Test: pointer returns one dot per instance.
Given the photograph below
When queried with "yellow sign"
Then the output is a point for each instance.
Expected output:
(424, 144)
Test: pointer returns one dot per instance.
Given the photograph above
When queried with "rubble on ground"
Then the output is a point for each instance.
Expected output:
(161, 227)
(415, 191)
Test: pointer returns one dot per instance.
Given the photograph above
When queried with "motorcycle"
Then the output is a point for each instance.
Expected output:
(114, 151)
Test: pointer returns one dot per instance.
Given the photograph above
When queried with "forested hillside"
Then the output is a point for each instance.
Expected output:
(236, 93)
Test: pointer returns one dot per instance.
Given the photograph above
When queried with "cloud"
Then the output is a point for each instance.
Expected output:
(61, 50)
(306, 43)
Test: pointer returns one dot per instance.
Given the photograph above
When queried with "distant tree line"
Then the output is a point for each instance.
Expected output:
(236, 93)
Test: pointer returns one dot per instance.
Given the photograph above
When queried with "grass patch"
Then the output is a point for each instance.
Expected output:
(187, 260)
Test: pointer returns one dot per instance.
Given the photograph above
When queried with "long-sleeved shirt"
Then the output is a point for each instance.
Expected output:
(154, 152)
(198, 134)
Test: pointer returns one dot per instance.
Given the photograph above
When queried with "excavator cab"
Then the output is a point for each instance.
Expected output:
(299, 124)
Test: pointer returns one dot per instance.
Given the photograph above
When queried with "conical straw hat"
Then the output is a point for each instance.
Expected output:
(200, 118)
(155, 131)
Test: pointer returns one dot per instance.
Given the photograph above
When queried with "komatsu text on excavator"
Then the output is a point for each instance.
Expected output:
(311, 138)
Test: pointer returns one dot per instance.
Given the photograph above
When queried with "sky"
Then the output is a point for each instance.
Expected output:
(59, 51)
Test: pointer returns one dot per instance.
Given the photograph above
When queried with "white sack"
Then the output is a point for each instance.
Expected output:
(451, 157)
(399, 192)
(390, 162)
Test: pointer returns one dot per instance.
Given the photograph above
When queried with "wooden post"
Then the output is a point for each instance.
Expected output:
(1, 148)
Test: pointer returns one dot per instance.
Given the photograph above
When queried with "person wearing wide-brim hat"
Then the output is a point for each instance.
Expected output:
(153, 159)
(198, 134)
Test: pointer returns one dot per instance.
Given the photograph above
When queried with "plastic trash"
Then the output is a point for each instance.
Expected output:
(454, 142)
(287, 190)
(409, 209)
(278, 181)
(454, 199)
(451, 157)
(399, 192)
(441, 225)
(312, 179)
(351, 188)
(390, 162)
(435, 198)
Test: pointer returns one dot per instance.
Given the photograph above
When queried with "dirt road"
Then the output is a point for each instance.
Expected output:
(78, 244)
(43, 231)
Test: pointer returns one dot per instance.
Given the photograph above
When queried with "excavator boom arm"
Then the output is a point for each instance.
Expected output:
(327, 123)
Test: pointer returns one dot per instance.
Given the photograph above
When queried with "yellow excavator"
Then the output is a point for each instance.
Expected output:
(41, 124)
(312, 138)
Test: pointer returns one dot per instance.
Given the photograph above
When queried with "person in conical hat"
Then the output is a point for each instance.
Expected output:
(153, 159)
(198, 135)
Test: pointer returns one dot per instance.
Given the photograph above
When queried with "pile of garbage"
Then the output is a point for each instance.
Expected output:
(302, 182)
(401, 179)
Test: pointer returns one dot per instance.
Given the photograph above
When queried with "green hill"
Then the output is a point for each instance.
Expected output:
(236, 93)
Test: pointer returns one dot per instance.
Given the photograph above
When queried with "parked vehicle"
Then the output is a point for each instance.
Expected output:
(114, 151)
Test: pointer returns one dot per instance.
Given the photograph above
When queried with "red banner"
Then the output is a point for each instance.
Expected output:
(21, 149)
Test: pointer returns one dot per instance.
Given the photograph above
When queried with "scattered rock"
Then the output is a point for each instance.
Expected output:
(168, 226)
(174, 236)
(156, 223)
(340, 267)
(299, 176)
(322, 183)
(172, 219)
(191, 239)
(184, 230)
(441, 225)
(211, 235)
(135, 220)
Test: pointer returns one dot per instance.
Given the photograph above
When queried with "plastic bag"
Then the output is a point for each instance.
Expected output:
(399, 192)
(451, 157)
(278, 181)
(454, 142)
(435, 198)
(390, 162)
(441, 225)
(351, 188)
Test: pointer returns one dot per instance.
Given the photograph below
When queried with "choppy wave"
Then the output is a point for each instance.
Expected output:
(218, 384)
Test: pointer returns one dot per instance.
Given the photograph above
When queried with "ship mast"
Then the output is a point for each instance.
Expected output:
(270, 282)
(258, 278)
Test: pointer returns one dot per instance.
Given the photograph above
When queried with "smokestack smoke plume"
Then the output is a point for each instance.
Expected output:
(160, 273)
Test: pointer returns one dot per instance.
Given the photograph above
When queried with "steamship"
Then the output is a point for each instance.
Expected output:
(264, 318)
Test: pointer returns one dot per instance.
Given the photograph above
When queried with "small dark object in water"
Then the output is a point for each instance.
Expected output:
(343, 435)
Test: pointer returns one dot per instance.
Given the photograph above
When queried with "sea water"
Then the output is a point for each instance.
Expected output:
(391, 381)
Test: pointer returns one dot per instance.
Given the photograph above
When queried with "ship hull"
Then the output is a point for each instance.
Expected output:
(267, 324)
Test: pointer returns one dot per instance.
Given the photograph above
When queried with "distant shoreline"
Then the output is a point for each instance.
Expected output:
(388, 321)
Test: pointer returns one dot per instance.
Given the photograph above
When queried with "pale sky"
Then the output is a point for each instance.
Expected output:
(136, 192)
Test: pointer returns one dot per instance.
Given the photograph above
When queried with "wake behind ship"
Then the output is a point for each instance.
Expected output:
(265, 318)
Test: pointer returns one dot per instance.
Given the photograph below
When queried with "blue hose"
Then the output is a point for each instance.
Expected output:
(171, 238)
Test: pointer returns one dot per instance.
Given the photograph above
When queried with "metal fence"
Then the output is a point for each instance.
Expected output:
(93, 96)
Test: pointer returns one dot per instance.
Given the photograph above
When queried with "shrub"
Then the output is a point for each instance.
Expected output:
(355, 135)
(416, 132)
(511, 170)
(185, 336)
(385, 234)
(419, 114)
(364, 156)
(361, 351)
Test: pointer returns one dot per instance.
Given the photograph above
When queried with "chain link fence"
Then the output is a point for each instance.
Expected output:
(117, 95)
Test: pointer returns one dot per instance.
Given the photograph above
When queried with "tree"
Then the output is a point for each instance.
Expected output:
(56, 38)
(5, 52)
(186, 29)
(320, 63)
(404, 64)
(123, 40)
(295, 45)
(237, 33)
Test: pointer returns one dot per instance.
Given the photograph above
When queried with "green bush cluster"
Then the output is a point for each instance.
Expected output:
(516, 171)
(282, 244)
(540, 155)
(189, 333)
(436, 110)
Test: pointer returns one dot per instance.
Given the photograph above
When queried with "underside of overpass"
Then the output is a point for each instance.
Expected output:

________

OBJECTIVE :: Using the data above, reproduce every line exactly.

CORRECT OUTPUT ::
Test: pointer returns one dot per instance.
Given the photograph below
When queried with "yellow sign"
Then the output is a point for each instance.
Expected output:
(424, 144)
Test: pointer returns one dot per instance.
Given the photograph above
When queried with "rubble on ground"
Then the output is a point for each instance.
Expected output:
(161, 227)
(415, 191)
Test: pointer returns one dot per instance.
Given the photograph above
When queried with "motorcycle"
Then the output is a point for each instance.
Expected output:
(114, 151)
Test: pointer returns one dot per instance.
Given the photograph above
When queried with "forested hillside"
Then the output is a point for each instance.
Expected output:
(236, 93)
Test: pointer returns one dot per instance.
Given the photograph above
When queried with "cloud"
Then the output is a point for each instance.
Expected output:
(61, 50)
(306, 43)
Test: pointer returns one dot per instance.
Given the photograph above
When queried with "distant tree line"
Then the output is a point for each instance.
Expected output:
(236, 93)
Test: pointer returns one dot per instance.
Given the photograph above
When queried with "grass patch"
Then the output is a point for each instance.
Expected output:
(187, 260)
Test: pointer returns one dot per instance.
Given the photograph above
When queried with "long-sleeved shirt"
Then the output is a point for each instance.
Expected output:
(154, 152)
(198, 134)
Test: pointer returns one dot per instance.
Given the photograph above
When queried with "excavator cab"
Then the output is a point for each instance.
Expected output:
(299, 124)
Test: pointer returns one dot per instance.
Given the photograph above
When queried with "conical straw hat"
Then the output is a point for each instance.
Expected output:
(200, 118)
(155, 131)
Test: pointer returns one dot per instance.
Given the photograph above
When queried with "komatsu text on excavator"
Then the output is a point for each instance.
Expected output:
(311, 138)
Test: pointer returns one dot per instance.
Given the photograph above
When queried with "sky"
Then the output is a point for each instance.
Expected output:
(59, 51)
Test: pointer returns one dot per instance.
Given the photograph above
When queried with "white sack"
Then the output is a point for each instance.
Expected output:
(451, 157)
(399, 192)
(390, 162)
Test: pointer returns one dot per instance.
Given the photograph above
When queried with "wooden post"
Then the output is a point for each instance.
Expected output:
(1, 148)
Test: pointer returns one dot per instance.
Given the photograph above
When queried with "person wearing wide-brim hat"
Then the output is a point for each instance.
Expected output:
(153, 159)
(198, 134)
Test: pointer returns one dot per instance.
Given the photograph above
When queried with "plastic trash"
Then the output is a point for each instance.
Expected output:
(454, 142)
(287, 190)
(409, 209)
(278, 181)
(454, 199)
(451, 157)
(399, 192)
(441, 225)
(312, 179)
(351, 188)
(390, 162)
(435, 198)
Test: pointer returns one dot per instance.
Given the photograph above
When queried with "dirt road"
Then the output is a point for each instance.
Expected output:
(78, 244)
(43, 231)
Test: pointer returns one dot per instance.
Given the photograph above
When queried with "excavator boom arm"
Then the output is a point for each instance.
Expected output:
(327, 123)
Test: pointer returns one dot per instance.
Given the photograph above
When queried with "yellow excavator"
Then the output is a point for each instance.
Expected output:
(41, 124)
(312, 138)
Test: pointer returns one dot per instance.
Given the photograph above
When queried with "person in conical hat"
Then the output is a point for each instance.
Expected output:
(153, 159)
(198, 135)
Test: pointer returns one dot per instance.
Given the photograph above
When queried with "pile of garbage"
Then the output is a point for each instance.
Expected output:
(302, 182)
(401, 179)
Test: pointer returns one dot per instance.
Given the photograph above
When queried with "green hill"
Then the output is a point for each instance.
Expected output:
(236, 93)
Test: pointer returns one dot per instance.
Given the photograph above
When queried with "parked vehicle"
Then the output is a point for each instance.
Expected output:
(114, 151)
Test: pointer returns one dot per instance.
Given the photograph above
When queried with "red banner"
Then the output is a point for each instance.
Expected output:
(21, 149)
Test: pointer returns one dot per instance.
Given the photograph above
When queried with "scattered rock"
Then the output is a point for each instance.
Expected output:
(168, 226)
(174, 236)
(156, 223)
(340, 267)
(299, 176)
(322, 183)
(172, 219)
(191, 239)
(184, 230)
(441, 225)
(211, 235)
(135, 220)
Test: pointer returns one dot per instance.
Given the photograph above
When queried with "plastic bag"
Then the output is a point for each instance.
Expected output:
(399, 192)
(451, 157)
(278, 181)
(454, 142)
(435, 198)
(390, 162)
(441, 225)
(351, 188)
Test: pointer returns one dot per instance.
Given the photograph below
When queried with "choppy wave"
Then the output is a point for each instance.
Expected output:
(218, 384)
Test: pointer returns one dot per instance.
Given the photograph above
When queried with "ship mast"
Then the output is a point for each instance.
Expected output:
(270, 282)
(258, 278)
Test: pointer returns one dot per instance.
Given the photograph above
When queried with "smokestack smoke plume"
Then the output is a point for each instance.
Expected output:
(160, 273)
Test: pointer returns one dot per instance.
Given the photograph above
When queried with "steamship"
Then the output is a point for each instance.
Expected output:
(264, 318)
Test: pointer returns one dot per instance.
Given the photograph above
When queried with "small dark object in water"
Then the output is a point for each instance.
Expected output:
(343, 435)
Test: pointer returns one dot per instance.
Given the photograph above
When queried with "sea water"
Then the output is a point for each instance.
Expected output:
(391, 381)
Test: pointer returns one dot per instance.
Given the photograph above
When queried with "ship hull"
Then the output is a point for each instance.
Expected output:
(267, 324)
Test: pointer returns one dot per instance.
Given the photograph above
When queried with "distant shoreline"
Then the output is a point for each instance.
Expected output:
(388, 321)
Test: pointer returns one dot per instance.
Given the photograph above
When queried with "pale sky"
Then the output is a point for each instance.
Expected output:
(136, 192)
Test: pointer returns one dot per instance.
Given the photograph above
When queried with "wake behind ship"
Then the output is a point for each instance.
Expected output:
(265, 318)
Test: pointer returns one dot per instance.
Given the photograph below
When queried with "blue hose"
Then the output is a point for each instance.
Expected output:
(171, 238)
Test: pointer returns one dot per instance.
Given the photograph above
When queried with "metal fence"
Then the output is a point for each instance.
Expected output:
(93, 96)
Test: pointer returns one dot per instance.
Given the photograph above
When queried with "shrub"
Then the output is a point for each instance.
Expected output:
(355, 135)
(416, 132)
(511, 170)
(185, 336)
(385, 234)
(419, 114)
(364, 156)
(361, 351)
Test: pointer returns one dot per instance.
Given the photograph above
When queried with "chain link fence"
Then the output is a point for each instance.
Expected output:
(117, 95)
Test: pointer returns one dot per instance.
Given the photograph above
When queried with "tree"
Then the output is a point for each instance.
Expected output:
(56, 38)
(5, 52)
(186, 29)
(320, 63)
(404, 64)
(123, 40)
(295, 45)
(237, 33)
Test: pointer returns one dot per instance.
Given the photograph above
When queried with "green bush cluster"
Then the output is a point for each instance.
Expected output:
(516, 171)
(282, 244)
(540, 155)
(189, 333)
(436, 110)
Test: pointer returns one dot per instance.
Given the photograph above
When queried with "underside of overpass"
Then the output is a point for each instance.
Expected output:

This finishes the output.